GOAL OF THE EXERCISE -
Copy out exactly the lines that begin with the one containing "Where can the black eyeglasses" and continue until the last line of the material.
--- DATA LISTING Enclosed Below ---
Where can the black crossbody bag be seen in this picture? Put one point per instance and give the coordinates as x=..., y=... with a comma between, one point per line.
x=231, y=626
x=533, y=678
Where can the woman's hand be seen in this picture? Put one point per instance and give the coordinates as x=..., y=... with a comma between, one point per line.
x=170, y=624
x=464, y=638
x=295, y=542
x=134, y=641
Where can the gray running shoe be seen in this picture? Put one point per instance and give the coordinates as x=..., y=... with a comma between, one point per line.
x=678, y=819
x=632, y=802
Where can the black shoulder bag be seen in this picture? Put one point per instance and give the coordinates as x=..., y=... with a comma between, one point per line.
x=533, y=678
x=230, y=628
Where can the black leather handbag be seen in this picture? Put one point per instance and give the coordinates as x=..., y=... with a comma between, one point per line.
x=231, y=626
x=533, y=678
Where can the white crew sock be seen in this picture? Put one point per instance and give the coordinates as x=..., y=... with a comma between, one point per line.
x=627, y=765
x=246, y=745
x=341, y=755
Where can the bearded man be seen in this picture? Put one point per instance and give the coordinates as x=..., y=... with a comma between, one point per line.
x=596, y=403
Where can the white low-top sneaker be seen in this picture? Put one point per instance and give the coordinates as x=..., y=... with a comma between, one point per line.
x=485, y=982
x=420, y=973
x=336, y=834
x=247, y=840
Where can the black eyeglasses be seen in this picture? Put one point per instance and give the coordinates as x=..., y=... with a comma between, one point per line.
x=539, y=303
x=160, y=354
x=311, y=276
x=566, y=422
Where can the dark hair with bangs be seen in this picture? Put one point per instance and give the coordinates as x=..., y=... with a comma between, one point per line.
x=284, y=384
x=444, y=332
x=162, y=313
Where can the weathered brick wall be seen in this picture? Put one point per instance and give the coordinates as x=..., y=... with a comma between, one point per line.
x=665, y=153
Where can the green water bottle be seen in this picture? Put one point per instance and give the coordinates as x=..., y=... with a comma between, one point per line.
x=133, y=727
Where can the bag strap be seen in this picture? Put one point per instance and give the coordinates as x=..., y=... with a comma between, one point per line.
--- End of Enclosed DATA LISTING ---
FINISHED EXERCISE -
Where can the black eyeglasses be seen in this picture? Put one point per instance and give the coordinates as x=..., y=... with a comma between, one point per line.
x=539, y=303
x=160, y=354
x=311, y=276
x=566, y=422
Where can the dark hair with bangs be seen in this picture? Put one point per instance and give the coordinates as x=..., y=... with a comma between, one point per line.
x=284, y=384
x=444, y=332
x=162, y=313
Where can the weathered brick wall be seen in this picture? Put one point per instance and give the coordinates as x=..., y=... with a comma between, one point per line.
x=665, y=153
Where can the green water bottle be seen in this picture? Put one point per instance and give the coordinates as x=..., y=... with a comma between, one point per line.
x=133, y=727
Where can the bag strap be seen in this picture? Put one point per instance and give the coordinates as x=..., y=... with a comma between, one point per line.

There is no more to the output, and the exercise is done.